Problem description — For this exercise, restate word for word only the lines from the one containing "Query: small bowl rim" through the last line below. Pictures do not get copied.

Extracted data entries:
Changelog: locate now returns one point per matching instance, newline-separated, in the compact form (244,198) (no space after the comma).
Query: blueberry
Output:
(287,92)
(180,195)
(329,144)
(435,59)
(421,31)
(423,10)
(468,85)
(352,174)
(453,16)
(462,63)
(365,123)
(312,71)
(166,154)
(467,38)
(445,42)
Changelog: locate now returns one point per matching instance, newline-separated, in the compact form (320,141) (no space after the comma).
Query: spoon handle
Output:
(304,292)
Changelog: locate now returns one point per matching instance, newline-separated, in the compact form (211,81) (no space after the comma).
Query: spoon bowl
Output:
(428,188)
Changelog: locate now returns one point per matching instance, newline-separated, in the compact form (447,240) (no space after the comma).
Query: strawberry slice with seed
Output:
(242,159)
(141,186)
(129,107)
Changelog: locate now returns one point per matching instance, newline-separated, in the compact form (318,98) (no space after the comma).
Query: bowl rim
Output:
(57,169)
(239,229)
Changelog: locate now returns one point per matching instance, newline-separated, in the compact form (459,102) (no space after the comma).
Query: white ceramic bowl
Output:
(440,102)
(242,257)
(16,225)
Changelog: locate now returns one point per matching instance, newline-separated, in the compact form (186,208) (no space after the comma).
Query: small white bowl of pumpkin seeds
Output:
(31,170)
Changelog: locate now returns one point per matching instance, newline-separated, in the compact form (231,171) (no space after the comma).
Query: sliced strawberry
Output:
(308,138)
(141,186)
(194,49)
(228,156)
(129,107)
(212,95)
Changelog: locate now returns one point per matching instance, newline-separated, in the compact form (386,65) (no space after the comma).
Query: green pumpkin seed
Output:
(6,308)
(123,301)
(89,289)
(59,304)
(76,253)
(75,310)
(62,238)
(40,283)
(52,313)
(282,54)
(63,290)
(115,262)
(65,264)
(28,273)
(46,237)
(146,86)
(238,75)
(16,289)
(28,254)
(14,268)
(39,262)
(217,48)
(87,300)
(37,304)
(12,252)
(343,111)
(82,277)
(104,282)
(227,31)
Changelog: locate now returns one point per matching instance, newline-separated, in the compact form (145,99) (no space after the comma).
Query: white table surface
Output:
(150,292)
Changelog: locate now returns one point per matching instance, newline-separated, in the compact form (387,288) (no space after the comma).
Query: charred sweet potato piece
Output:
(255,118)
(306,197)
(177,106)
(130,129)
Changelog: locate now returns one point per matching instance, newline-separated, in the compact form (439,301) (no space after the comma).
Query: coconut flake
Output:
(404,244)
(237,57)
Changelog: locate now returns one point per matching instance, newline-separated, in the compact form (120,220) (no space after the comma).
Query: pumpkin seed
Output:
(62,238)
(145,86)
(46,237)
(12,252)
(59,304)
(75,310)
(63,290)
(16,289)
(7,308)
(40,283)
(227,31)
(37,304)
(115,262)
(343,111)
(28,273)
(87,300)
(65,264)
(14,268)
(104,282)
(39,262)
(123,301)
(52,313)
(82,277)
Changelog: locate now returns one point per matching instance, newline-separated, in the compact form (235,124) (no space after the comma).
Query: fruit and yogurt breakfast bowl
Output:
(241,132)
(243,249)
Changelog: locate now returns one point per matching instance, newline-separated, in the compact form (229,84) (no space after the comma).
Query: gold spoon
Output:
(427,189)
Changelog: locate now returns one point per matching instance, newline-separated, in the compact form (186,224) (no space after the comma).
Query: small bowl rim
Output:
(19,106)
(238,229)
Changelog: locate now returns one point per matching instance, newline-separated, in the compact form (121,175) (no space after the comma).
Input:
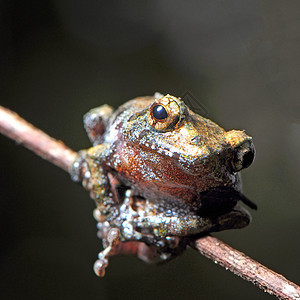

Response —
Query: small bowl rim
Output:
(19,106)
(238,229)
Changelog: locate now returns one point per matching instance, newline-separated, in the compact form (121,175) (no space after the comma).
Input:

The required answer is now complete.